WHAT IS REQUIRED. Recast the stretch from the start of the items through the line containing "box: [512, 7, 544, 490]" as a Markdown table with the columns Row and Line, numbering each row, omitting blank lines, and leaving out the pictures.

EXTRACTED ENTRIES.
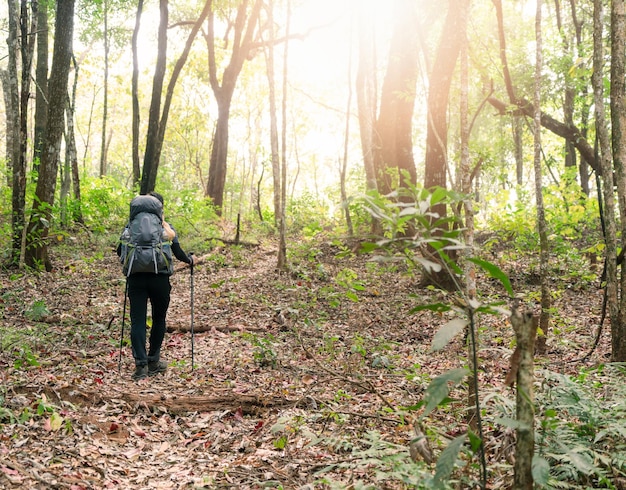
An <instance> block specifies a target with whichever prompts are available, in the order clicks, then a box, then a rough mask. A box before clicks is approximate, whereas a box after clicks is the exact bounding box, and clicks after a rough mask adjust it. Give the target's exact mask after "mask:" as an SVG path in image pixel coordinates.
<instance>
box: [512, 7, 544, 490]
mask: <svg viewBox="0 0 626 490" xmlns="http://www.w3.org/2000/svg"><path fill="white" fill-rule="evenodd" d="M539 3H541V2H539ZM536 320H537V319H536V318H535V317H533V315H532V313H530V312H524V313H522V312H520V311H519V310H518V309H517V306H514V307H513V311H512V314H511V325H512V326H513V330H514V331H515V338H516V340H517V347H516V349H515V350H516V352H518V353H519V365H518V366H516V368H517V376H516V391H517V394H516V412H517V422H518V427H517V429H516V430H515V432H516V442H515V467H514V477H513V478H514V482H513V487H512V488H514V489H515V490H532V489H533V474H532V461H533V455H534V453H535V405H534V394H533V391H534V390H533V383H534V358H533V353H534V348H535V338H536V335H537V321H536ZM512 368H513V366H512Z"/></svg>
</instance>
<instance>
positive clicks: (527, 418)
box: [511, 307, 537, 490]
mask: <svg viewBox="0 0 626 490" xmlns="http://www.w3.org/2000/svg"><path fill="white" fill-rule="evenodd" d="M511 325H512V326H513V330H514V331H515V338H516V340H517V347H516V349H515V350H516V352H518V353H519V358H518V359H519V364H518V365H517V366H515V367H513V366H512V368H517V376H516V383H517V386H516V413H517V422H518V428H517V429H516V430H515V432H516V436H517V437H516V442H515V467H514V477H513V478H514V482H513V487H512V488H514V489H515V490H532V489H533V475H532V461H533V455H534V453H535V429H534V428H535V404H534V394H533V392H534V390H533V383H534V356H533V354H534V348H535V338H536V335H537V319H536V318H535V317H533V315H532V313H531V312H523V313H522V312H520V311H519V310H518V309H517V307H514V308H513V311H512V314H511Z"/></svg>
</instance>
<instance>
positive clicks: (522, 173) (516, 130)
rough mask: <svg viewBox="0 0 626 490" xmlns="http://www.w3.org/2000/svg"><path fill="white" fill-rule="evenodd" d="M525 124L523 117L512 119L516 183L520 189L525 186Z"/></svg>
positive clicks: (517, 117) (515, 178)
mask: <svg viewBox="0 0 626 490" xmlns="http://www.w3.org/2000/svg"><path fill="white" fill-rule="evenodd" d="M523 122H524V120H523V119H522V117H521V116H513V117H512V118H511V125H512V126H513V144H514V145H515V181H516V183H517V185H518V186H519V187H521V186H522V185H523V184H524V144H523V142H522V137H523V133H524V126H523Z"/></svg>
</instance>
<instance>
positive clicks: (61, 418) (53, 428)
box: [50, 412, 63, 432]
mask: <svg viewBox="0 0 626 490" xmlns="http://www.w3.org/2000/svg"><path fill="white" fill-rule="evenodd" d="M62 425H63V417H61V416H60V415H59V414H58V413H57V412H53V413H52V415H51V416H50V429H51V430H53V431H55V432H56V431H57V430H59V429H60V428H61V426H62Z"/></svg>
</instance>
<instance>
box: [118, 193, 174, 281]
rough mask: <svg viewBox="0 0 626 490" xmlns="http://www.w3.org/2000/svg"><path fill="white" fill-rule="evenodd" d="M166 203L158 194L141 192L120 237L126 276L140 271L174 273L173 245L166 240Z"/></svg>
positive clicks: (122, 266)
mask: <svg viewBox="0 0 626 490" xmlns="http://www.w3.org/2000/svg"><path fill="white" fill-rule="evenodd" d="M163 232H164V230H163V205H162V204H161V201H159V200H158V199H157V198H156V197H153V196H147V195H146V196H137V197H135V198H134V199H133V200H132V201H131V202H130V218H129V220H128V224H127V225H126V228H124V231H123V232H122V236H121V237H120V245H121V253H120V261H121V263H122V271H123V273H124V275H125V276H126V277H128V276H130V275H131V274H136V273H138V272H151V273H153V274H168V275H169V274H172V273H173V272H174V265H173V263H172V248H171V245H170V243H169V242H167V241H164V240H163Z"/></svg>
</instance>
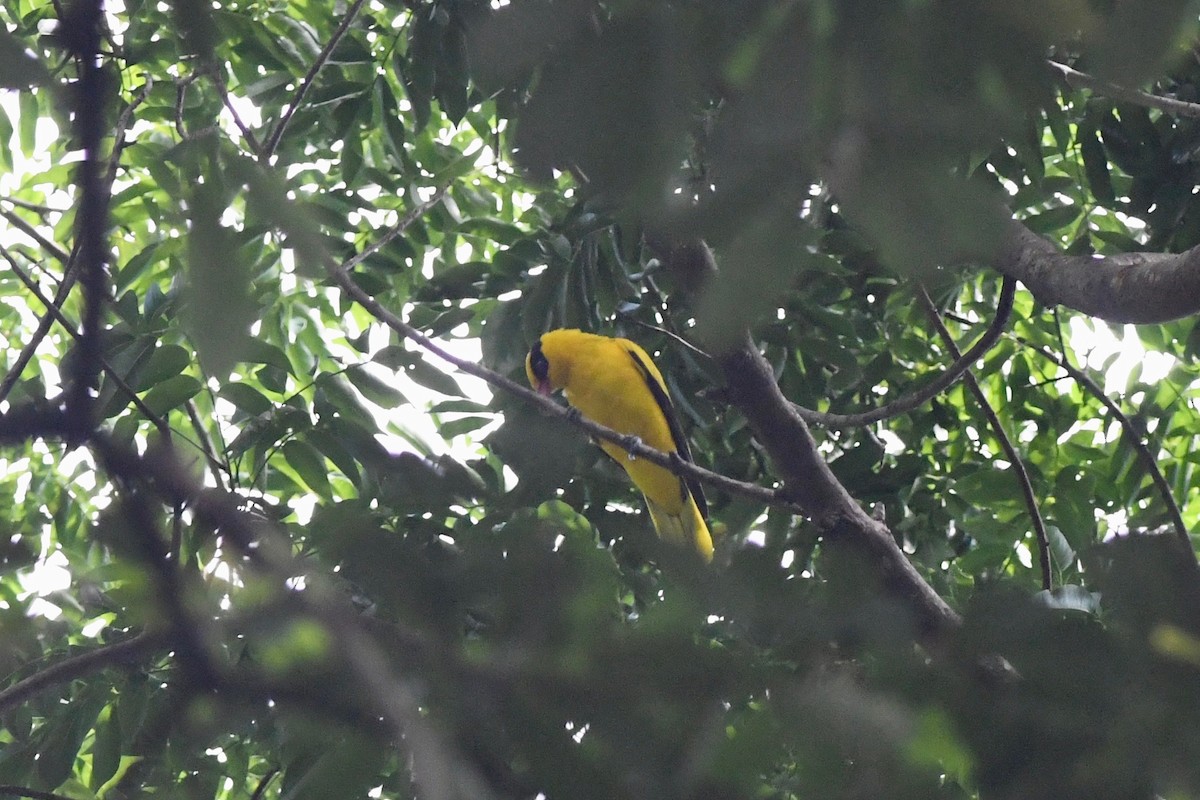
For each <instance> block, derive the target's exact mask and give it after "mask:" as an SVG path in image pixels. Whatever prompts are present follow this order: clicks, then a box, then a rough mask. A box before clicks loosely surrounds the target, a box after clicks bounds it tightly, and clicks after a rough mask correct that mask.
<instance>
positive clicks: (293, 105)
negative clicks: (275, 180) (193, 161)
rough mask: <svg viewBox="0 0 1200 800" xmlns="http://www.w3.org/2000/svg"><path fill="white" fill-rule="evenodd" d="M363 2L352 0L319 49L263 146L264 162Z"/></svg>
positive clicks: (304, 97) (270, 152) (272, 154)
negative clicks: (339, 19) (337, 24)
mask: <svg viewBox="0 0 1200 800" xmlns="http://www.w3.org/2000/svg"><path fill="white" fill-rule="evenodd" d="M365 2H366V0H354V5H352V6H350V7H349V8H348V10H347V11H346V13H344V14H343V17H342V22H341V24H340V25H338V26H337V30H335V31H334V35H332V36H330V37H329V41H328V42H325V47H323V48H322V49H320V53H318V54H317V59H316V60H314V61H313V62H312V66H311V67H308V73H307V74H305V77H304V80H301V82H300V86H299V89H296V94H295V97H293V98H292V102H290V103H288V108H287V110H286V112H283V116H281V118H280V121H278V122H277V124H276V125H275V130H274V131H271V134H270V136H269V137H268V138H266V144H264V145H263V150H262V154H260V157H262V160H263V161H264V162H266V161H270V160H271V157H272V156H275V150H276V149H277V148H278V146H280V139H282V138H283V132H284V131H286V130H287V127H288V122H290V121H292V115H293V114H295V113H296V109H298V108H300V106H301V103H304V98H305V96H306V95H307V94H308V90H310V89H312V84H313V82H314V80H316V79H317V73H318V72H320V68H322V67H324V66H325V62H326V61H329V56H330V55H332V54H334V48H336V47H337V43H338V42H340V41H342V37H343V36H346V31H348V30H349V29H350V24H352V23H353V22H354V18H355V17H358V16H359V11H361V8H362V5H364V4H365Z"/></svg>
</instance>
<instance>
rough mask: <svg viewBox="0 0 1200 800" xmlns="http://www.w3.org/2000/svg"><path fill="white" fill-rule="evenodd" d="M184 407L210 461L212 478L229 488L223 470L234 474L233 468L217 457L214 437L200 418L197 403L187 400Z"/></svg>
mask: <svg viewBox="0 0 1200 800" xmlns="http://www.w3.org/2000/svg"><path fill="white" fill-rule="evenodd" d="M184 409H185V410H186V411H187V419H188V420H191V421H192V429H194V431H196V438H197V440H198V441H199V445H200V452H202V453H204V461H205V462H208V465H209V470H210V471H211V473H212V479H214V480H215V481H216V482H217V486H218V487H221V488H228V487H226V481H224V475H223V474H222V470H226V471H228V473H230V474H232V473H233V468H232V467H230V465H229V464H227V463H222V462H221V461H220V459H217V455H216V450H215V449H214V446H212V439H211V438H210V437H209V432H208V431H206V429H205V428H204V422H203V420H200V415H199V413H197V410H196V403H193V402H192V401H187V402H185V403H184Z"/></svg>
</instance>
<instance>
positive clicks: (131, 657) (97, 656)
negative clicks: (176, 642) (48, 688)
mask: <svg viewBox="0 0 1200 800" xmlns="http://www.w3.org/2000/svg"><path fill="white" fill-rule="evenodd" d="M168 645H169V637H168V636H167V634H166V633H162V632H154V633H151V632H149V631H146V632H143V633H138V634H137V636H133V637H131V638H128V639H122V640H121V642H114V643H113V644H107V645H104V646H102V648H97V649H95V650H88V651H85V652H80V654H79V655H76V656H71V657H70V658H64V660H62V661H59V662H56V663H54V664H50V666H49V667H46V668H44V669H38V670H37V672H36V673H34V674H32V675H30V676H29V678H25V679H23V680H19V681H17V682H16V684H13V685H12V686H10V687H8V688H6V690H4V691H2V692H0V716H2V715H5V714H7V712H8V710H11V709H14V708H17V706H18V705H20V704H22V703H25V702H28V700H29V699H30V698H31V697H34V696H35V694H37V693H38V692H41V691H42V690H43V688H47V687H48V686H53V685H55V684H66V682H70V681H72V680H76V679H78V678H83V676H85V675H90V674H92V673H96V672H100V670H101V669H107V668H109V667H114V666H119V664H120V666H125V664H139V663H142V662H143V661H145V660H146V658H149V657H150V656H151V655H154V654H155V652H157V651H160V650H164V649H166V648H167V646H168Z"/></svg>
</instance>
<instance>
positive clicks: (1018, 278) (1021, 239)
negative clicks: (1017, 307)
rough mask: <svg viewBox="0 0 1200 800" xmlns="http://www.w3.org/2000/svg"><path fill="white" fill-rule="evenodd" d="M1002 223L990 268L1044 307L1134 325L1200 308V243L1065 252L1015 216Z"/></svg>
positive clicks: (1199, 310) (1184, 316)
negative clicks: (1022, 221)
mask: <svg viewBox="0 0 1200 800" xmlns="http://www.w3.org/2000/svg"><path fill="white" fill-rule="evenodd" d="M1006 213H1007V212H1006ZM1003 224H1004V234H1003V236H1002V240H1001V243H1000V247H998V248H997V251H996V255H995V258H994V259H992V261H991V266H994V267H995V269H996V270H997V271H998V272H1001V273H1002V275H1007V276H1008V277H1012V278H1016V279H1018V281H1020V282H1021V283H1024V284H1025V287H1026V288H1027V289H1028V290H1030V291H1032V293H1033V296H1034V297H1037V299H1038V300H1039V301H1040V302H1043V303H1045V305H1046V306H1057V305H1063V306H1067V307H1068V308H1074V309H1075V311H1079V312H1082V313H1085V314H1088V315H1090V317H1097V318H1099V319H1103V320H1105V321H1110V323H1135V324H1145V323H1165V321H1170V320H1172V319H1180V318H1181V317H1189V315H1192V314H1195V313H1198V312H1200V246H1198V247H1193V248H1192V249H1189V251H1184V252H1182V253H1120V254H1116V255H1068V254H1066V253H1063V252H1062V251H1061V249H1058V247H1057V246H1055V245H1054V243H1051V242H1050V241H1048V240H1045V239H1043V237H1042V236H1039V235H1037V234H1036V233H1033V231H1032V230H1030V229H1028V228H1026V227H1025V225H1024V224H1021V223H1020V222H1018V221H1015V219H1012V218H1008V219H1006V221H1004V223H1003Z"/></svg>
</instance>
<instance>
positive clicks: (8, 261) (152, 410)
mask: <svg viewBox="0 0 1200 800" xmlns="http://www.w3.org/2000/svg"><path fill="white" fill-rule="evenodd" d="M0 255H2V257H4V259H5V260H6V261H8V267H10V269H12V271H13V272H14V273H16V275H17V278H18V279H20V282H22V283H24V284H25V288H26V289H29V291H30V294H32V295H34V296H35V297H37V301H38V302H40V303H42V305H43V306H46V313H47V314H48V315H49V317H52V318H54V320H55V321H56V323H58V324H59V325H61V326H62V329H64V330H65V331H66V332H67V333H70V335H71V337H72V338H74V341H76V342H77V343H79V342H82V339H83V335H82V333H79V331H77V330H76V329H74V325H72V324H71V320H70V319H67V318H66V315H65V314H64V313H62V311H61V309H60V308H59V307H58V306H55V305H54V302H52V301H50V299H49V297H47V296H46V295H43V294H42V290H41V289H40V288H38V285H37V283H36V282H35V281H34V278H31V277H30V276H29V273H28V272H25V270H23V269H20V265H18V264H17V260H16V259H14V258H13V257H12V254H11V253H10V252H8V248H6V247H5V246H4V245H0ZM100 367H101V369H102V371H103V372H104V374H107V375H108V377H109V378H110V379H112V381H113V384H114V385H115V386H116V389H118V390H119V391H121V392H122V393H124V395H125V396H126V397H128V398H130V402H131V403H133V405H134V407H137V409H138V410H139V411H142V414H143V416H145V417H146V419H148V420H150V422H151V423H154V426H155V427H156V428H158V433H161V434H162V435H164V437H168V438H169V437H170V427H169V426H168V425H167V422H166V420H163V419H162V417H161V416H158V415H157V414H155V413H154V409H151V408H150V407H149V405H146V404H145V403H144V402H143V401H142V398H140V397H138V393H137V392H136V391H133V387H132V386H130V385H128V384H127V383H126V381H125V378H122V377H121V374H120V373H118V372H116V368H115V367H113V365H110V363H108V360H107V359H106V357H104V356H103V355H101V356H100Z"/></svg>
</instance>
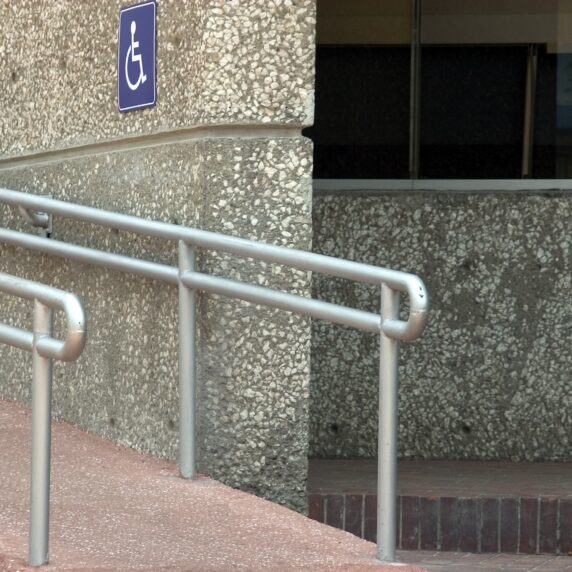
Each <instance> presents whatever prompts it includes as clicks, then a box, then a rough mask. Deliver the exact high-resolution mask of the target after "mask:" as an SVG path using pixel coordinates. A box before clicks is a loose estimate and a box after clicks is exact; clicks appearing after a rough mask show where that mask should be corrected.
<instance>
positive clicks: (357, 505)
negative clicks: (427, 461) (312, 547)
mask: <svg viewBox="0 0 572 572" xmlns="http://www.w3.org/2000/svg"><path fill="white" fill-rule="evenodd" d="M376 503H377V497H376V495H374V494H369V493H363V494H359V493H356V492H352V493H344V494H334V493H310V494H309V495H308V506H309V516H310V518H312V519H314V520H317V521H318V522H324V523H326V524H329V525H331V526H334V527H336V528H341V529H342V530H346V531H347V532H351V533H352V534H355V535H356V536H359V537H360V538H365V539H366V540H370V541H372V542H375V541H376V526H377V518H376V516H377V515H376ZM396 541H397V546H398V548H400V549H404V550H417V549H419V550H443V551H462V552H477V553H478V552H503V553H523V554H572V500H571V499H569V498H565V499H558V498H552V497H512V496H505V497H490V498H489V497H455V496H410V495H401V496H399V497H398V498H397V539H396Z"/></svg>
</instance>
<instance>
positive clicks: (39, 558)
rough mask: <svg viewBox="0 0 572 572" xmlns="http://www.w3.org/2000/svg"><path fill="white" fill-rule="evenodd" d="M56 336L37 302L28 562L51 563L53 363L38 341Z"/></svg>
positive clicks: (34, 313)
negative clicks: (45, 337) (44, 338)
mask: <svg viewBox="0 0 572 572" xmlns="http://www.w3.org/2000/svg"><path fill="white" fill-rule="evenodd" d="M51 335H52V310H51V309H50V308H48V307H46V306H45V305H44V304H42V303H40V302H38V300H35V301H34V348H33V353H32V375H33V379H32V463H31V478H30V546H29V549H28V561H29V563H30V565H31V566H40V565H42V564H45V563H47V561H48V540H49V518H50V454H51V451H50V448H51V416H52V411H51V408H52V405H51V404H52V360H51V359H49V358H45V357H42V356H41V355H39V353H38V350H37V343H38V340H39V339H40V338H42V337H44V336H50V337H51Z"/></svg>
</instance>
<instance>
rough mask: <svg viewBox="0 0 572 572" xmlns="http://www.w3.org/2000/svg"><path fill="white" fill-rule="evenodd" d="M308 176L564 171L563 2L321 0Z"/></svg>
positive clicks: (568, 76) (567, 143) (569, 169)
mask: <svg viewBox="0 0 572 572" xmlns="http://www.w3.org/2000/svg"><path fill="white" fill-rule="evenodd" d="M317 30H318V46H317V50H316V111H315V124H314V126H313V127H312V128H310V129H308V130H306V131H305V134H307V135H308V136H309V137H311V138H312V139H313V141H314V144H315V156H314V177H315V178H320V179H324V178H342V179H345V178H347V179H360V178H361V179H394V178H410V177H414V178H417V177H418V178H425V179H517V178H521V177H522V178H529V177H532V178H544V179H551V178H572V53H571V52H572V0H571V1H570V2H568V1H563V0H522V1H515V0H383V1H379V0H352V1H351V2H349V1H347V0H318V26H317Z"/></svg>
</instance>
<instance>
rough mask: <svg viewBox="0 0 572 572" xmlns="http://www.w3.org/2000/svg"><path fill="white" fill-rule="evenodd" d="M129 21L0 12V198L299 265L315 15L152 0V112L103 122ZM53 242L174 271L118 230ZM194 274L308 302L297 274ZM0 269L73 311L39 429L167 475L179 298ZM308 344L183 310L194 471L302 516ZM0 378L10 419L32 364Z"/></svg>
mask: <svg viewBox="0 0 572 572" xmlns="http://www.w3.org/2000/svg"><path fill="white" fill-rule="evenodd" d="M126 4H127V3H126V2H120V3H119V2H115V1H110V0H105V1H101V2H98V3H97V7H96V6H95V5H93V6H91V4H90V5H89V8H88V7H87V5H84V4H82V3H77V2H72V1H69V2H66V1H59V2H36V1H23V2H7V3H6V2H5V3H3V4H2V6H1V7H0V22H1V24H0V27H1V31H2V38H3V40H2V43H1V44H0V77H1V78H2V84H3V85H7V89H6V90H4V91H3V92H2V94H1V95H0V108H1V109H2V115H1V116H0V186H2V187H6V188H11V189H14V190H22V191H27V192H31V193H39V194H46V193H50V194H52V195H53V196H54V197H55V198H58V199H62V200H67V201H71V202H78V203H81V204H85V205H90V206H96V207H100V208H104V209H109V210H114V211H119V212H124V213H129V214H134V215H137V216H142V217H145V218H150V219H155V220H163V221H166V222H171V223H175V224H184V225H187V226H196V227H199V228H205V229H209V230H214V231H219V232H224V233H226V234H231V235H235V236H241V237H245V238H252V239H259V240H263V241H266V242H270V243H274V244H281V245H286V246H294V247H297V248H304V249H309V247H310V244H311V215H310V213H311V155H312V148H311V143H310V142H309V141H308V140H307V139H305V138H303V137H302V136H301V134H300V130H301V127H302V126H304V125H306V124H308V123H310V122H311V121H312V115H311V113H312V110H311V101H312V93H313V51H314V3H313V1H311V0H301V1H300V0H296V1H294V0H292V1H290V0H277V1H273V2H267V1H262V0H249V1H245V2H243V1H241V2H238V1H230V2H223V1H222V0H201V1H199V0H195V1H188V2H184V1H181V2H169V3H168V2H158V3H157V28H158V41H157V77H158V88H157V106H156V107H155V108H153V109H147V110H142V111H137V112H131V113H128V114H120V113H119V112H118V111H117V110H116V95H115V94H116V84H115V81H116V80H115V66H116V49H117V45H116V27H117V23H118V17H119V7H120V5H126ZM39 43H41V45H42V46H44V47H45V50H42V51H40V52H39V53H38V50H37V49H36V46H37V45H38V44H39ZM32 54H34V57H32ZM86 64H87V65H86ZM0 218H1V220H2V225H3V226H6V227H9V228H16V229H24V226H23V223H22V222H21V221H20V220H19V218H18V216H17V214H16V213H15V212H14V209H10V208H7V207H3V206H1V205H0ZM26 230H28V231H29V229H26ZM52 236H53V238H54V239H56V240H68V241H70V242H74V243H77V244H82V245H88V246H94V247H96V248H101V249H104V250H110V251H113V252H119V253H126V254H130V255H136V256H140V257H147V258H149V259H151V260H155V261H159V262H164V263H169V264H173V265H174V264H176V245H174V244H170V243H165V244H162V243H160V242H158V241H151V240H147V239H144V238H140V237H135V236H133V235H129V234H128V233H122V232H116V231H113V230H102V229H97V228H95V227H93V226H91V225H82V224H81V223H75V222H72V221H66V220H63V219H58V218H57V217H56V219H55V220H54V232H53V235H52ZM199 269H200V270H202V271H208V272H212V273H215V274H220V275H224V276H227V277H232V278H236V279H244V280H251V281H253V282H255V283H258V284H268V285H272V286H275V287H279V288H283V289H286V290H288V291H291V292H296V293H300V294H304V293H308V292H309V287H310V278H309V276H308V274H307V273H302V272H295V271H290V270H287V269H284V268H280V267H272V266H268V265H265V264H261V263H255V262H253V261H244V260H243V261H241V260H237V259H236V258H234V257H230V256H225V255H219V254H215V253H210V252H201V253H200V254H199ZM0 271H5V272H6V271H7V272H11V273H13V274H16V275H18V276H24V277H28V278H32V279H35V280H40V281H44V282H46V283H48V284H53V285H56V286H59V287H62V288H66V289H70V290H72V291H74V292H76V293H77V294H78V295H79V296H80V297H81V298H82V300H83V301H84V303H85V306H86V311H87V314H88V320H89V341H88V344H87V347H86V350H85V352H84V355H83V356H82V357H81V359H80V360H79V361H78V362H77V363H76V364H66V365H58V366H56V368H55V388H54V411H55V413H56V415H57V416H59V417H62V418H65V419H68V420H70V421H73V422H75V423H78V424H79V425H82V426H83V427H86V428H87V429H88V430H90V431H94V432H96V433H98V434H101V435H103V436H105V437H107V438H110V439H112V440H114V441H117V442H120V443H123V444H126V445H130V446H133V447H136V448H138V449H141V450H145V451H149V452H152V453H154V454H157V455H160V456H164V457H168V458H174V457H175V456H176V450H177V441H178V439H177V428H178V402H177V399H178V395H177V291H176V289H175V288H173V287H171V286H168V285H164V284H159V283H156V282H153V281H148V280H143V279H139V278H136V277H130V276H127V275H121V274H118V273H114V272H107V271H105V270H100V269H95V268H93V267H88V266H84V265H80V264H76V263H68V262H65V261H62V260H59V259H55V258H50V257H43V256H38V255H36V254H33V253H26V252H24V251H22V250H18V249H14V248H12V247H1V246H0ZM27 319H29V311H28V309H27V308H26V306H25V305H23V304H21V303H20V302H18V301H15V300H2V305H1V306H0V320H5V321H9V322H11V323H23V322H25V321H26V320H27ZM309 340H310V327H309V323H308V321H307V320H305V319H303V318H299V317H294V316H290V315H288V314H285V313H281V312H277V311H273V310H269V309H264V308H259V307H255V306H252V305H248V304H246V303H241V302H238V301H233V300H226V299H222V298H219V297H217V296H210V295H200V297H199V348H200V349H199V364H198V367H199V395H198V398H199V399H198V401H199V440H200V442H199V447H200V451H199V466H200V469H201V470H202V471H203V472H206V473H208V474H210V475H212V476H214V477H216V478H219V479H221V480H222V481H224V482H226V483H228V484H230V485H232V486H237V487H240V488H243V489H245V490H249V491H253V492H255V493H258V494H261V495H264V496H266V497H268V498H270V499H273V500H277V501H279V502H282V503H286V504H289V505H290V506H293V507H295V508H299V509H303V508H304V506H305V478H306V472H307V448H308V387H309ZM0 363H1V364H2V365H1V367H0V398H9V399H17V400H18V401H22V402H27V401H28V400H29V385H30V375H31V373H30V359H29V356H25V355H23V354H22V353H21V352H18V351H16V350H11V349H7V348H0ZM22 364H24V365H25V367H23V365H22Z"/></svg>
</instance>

YOUR SOLUTION.
| Row | Line |
|---|---|
| 1 | An <instance> block specifies a target with whichever prompts are available, in the order clicks, then a box, then a rough mask. A box before clicks is approximate, whereas a box after clicks is the exact bounding box, and clicks after a rough mask adjust it. Give the target's exact mask after "mask:" as an SVG path in image pixel coordinates. |
| 2 | <instance> |
| 3 | box: [512, 7, 544, 490] |